■ Problem to solve
Put every line of the listing below into a JSON array of strings, one string per line, leaving out blank lines.

■ Input
━━━━━━━━

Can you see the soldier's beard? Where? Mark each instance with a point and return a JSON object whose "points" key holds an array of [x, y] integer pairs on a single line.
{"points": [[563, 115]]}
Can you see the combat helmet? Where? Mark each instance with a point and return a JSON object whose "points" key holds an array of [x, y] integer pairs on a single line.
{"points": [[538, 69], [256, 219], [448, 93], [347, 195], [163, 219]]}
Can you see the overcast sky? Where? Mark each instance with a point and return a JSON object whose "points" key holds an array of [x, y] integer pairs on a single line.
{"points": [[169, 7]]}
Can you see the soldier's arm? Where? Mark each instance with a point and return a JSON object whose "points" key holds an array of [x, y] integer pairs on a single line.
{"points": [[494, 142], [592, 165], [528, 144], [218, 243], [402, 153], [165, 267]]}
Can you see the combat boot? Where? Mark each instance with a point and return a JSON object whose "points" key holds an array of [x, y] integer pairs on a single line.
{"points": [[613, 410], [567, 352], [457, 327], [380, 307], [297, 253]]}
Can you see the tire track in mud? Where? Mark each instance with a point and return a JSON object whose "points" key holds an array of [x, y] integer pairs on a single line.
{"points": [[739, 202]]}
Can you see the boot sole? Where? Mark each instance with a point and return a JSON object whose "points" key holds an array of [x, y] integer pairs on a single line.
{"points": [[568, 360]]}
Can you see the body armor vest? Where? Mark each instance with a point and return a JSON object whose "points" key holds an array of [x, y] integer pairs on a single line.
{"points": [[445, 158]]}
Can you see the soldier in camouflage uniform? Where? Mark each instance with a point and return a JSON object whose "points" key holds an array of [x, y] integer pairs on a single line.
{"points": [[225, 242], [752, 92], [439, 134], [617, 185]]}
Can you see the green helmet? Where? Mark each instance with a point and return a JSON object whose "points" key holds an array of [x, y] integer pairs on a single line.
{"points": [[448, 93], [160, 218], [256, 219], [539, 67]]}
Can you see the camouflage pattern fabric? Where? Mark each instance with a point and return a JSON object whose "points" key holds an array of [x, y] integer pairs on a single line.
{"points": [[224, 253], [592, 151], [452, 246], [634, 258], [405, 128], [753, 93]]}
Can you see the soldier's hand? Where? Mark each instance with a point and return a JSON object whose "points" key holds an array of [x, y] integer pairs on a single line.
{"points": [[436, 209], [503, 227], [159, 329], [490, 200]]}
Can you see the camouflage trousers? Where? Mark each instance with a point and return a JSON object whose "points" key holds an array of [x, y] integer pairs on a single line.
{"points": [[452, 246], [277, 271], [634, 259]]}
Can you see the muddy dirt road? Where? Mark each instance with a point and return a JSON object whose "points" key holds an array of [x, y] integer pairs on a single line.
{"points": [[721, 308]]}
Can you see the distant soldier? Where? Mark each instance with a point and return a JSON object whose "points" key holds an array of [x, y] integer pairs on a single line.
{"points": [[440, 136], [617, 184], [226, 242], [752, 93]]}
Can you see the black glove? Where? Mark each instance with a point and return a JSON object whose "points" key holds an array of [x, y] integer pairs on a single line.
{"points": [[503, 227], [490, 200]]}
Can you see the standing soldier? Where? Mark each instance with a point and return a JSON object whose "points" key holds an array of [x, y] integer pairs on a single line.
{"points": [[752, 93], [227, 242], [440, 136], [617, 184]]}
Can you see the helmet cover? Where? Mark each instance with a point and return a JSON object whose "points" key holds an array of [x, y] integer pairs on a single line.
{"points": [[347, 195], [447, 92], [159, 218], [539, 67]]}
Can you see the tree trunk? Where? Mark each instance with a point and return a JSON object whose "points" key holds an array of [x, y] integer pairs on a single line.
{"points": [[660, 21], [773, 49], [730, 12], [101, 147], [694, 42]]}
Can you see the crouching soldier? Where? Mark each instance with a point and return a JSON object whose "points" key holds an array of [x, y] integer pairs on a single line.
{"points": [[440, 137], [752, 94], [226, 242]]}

━━━━━━━━

■ Solution to this task
[
  "Can you see the soldier's beard? Where? Mark each instance with a point and return a JSON object whose \"points\" key holds an array of [x, y] integer pairs on a single line.",
  "{\"points\": [[563, 115]]}",
  "Can you see the combat helmet? Where? Mark each instance with a point and return a JSON object whose \"points\" key holds an array of [x, y] integer pairs on a single line.",
  "{\"points\": [[538, 69], [256, 219], [448, 93], [347, 195], [163, 219]]}",
  "Can you see the overcast sky? Where? Mark each instance with a point and return a JSON object whose \"points\" key holds an array of [x, y] integer pairs on a single line.",
  "{\"points\": [[169, 7]]}",
  "Can you see the soldier's arm? Where? Mark each instance with a point and return a JSON object whose \"points\" key holds an array of [x, y] integer pairs on a single line.",
  "{\"points\": [[494, 142], [592, 165], [528, 144], [218, 243], [402, 153], [165, 267]]}",
  "Can you see the combat boot? Where? Mark each instance with a point and return a JSON object whose \"points\" key holds an array of [x, y] integer pairs on a single line.",
  "{\"points\": [[613, 410], [567, 352], [457, 327], [380, 307], [297, 253]]}",
  "Can you see the tire track in mud? Where? Mark each instance with a point and return a JSON object whose \"points\" key holds an array of [x, y] integer pairs on a single line.",
  "{\"points\": [[739, 202]]}",
  "Can you see the boot sole? Where? Mark each instance with a point and return a JSON object whose \"points\" key holds an array of [x, y] integer pairs on a single line.",
  "{\"points\": [[568, 360]]}",
  "Can you see the body armor vest? Where? Mark each instance with a point and return a JSON object whose \"points\" key holds an array of [x, y] integer pairs on a single line.",
  "{\"points\": [[445, 158]]}",
  "Can you see the soldier in camouflage uniform? Where? Mark each instance with a point and return a JSON object whose \"points\" key holds an array of [x, y] integer pairs on a single line.",
  "{\"points\": [[225, 242], [752, 92], [439, 134], [617, 185]]}",
  "Can you see the green helmet? Where? Mark each instance with a point and return a JSON object whose \"points\" key holds an array of [x, y] integer pairs on a single line.",
  "{\"points\": [[448, 93], [160, 218], [256, 219], [539, 67]]}",
  "Can you see the camouflage pattern fabric? Where? Mark each instance with a point and return a JSON object whose \"points\" key holds an array of [x, y] integer pairs on a single line.",
  "{\"points\": [[224, 253], [592, 151], [452, 246], [634, 258], [405, 128], [753, 93]]}",
  "Can you see the soldier's hand? Where? Mark each instance with a point and return a JSON object whose \"points\" key holds an array of [x, y] integer pairs on a single line.",
  "{\"points\": [[436, 209], [503, 227], [159, 329], [490, 200]]}",
  "Can you see the camouflage trousers? Where? Mark each instance with a point and return a JSON object whose \"points\" key holds an array of [x, y] integer pairs on a single line.",
  "{\"points\": [[452, 246], [277, 271], [634, 259]]}",
  "Can you see the muddy dirt road? Where? Mark each instance with a point and return a JSON object whose \"points\" key holds an array of [x, y] integer pairs on a single line.",
  "{\"points\": [[721, 308]]}",
  "Can you see the distant soldier? Where? Mark each instance with a point and return a JSON object whose \"points\" key holds an array of [x, y] integer pairs on a single line.",
  "{\"points\": [[440, 136], [617, 184], [226, 242], [752, 93]]}",
  "Can you see the black glove? Where? Mark each instance with a point and return a JSON object whose \"points\" key holds an array of [x, y] integer pairs on a single line.",
  "{\"points\": [[503, 227], [490, 200]]}",
  "Can you see the standing soldier? Where? Mark each instance with a point and return a JSON object whose \"points\" key holds an array of [x, y] integer pairs on a single line.",
  "{\"points\": [[752, 93], [227, 242], [440, 136], [617, 184]]}",
  "Can you see the helmet cover? Where? Mark each instance with a point and return a JSON object whose \"points\" key holds an array of [x, y] integer pairs on a single line.",
  "{\"points\": [[347, 195], [447, 92], [159, 218], [539, 67]]}",
  "Can you see the tree trunk? Where? Mark each instance with a point and return a JSON object whose \"points\" key holds an array of [x, y] integer pairs on a single line.",
  "{\"points\": [[660, 21], [773, 49], [730, 12], [101, 147], [694, 42]]}",
  "Can you see the crouching soldier? Where? Mark each instance with a point and return a JSON object whose \"points\" key holds an array of [x, y] integer pairs on a single line.",
  "{\"points\": [[440, 137], [752, 94], [226, 242]]}"
]